- GIVEN TEXT
● ● ●

On Oct. 21, 1979 Jimmy Carter allowed the deposed Shah Mohammed Reza Pahlavi of Iran to enter the U.S. to receive medical treatment for cancer. This humanitarian action towards a single immigrant exacerbated tensions with Iran’s new revolutionary government, led by Ayotollah Ruhollah Khomeini. On Nov. 4, a group of students and others inspired by Khomeini stormed the U.S. embassy in Tehran, taking dozens of hostages.
At the height of the hostage crisis at the U.S. Embassy in Iran, President Jimmy Carter ordered a broad set of sanctions on Iran, including the cancellation of U.S.-Iranian visas. Under the order, Carter stated that “We will not reissue visas, nor will we issue new visas, except for compelling and proven humanitarian reasons or where the national interest of our own country requires.”

● ● ●

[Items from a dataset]
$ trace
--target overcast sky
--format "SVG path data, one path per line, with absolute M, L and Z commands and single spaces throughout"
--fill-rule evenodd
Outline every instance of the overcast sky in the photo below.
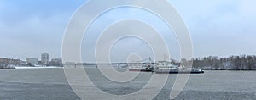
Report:
M 41 53 L 44 52 L 49 53 L 51 58 L 61 57 L 61 42 L 66 26 L 76 9 L 84 2 L 86 0 L 1 0 L 0 57 L 20 59 L 40 58 Z M 256 1 L 169 0 L 169 2 L 181 14 L 189 30 L 195 57 L 256 54 Z M 135 11 L 134 8 L 120 8 L 107 13 L 103 17 L 109 20 L 127 18 L 129 15 L 142 19 L 138 16 L 144 14 L 145 19 L 149 19 L 150 17 L 147 18 L 149 15 L 147 12 Z M 114 13 L 120 15 L 113 14 Z M 126 14 L 122 15 L 122 13 Z M 152 24 L 157 24 L 157 20 L 154 19 Z M 98 23 L 102 21 L 99 18 Z M 101 25 L 96 21 L 95 26 L 97 25 Z M 88 37 L 96 37 L 97 35 L 94 34 L 93 31 L 95 30 L 92 27 Z M 174 58 L 178 58 L 175 37 L 165 39 L 168 41 L 167 44 L 171 45 L 170 48 L 173 49 L 172 53 Z M 84 40 L 84 42 L 90 41 Z M 138 46 L 141 45 L 141 47 L 131 47 L 141 51 L 138 53 L 148 49 L 147 44 L 134 38 L 126 38 L 120 42 L 124 43 L 117 43 L 113 51 L 114 48 L 120 51 L 124 45 L 132 47 L 131 42 L 141 42 L 137 43 Z M 93 50 L 90 48 L 93 47 L 90 46 L 93 43 L 90 45 L 86 43 L 82 46 L 84 52 L 83 58 L 86 61 L 90 61 L 93 54 L 90 50 Z M 146 57 L 148 53 L 150 52 L 144 52 L 143 58 Z

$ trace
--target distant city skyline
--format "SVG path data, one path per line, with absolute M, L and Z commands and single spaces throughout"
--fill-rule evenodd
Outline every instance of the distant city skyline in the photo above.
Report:
M 253 0 L 168 0 L 183 17 L 190 31 L 194 56 L 256 55 L 256 13 Z M 0 1 L 0 58 L 41 58 L 43 53 L 49 53 L 49 59 L 61 58 L 62 37 L 67 25 L 73 13 L 86 0 L 22 0 Z M 111 24 L 114 19 L 125 16 L 145 18 L 145 20 L 156 24 L 157 19 L 150 17 L 143 11 L 135 12 L 134 8 L 119 8 L 103 14 L 96 20 L 95 26 L 86 34 L 82 44 L 84 62 L 93 62 L 93 40 L 98 35 L 94 32 L 102 28 L 104 24 Z M 81 19 L 83 21 L 83 19 Z M 160 24 L 160 26 L 164 25 Z M 172 56 L 179 58 L 177 40 L 170 31 L 163 36 L 168 40 Z M 172 37 L 169 37 L 171 36 Z M 113 51 L 121 50 L 127 46 L 136 47 L 143 58 L 148 51 L 143 42 L 137 39 L 120 41 Z M 133 50 L 134 48 L 132 48 Z M 129 52 L 118 52 L 123 54 L 113 58 L 124 61 Z

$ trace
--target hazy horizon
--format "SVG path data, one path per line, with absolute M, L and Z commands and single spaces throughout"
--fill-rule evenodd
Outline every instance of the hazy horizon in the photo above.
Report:
M 256 55 L 256 1 L 250 0 L 168 0 L 176 8 L 190 32 L 194 57 L 230 55 Z M 86 0 L 20 0 L 0 1 L 0 58 L 37 58 L 49 53 L 50 58 L 61 57 L 62 37 L 69 19 Z M 136 8 L 122 8 L 102 14 L 84 36 L 82 44 L 83 58 L 92 62 L 95 32 L 115 19 L 125 18 L 143 19 L 159 25 L 167 40 L 171 55 L 179 58 L 179 48 L 173 32 L 150 14 Z M 83 21 L 83 19 L 81 19 Z M 104 22 L 104 23 L 102 23 Z M 156 26 L 157 27 L 157 26 Z M 137 50 L 143 58 L 150 55 L 144 42 L 126 38 L 115 44 L 114 60 L 123 61 L 130 52 Z M 148 54 L 149 53 L 149 54 Z M 123 54 L 123 55 L 121 55 Z

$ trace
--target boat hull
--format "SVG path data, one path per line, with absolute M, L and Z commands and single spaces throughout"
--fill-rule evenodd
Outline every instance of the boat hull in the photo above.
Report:
M 129 71 L 152 72 L 152 69 L 129 69 Z
M 204 71 L 154 71 L 156 74 L 203 74 Z

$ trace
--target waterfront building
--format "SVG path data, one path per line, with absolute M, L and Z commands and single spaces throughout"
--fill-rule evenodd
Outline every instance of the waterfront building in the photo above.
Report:
M 41 62 L 44 65 L 48 65 L 49 64 L 49 53 L 44 53 L 41 54 Z
M 38 65 L 38 58 L 26 58 L 26 61 L 27 64 L 30 64 L 32 65 Z
M 62 66 L 61 58 L 51 59 L 51 61 L 49 63 L 49 65 L 50 65 L 50 66 Z

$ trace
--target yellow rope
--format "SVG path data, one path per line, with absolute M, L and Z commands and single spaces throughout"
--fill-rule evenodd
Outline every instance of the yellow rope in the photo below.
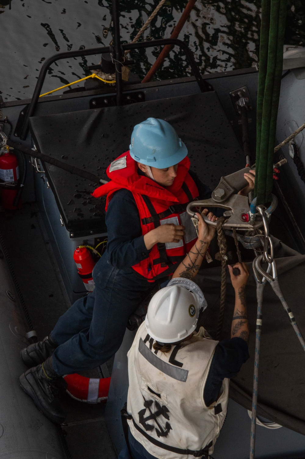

● ● ●

- EXERCISE SET
1. Return the part of the passage on the Iran hostage crisis between "On Oct. 21, 1979" and "dozens of hostages.", inclusive.
2. In the passage on the Iran hostage crisis, why was the deposed Shah allowed to enter the U.S.?
You will not need the items for this.

- RESPONSE LIST
1.
On Oct. 21, 1979 Jimmy Carter allowed the deposed Shah Mohammed Reza Pahlavi of Iran to enter the U.S. to receive medical treatment for cancer. This humanitarian action towards a single immigrant exacerbated tensions with Iran’s new revolutionary government, led by Ayotollah Ruhollah Khomeini. On Nov. 4, a group of students and others inspired by Khomeini stormed the U.S. embassy in Tehran, taking dozens of hostages.

2. He was allowed in to receive medical treatment for cancer.